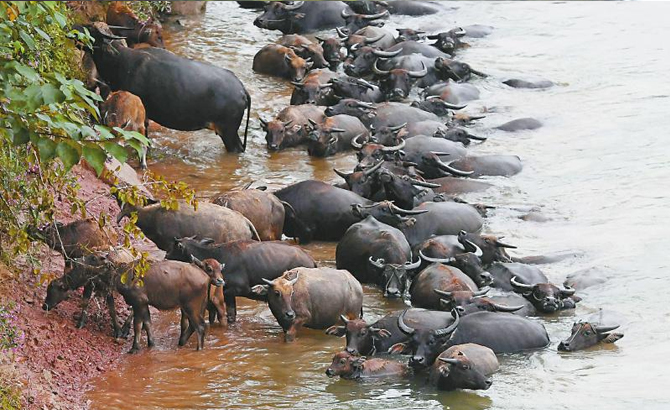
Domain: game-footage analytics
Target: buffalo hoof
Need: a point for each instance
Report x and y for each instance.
(520, 124)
____________
■ **WORK TO DO**
Present every line of the records above as a Markdown table with two columns, No. and Line, numbering the rows and skipping blank lines. Leave the pictures out of your answer.

■ **RESULT OF THE EXERCISE**
| No. | Line |
|---|---|
| 1 | Domain: game-footage analytics |
| 2 | Target: buffalo hoof |
| 3 | Need: a point for each instance |
| 4 | Report x and y for each instance. |
| 5 | (520, 124) |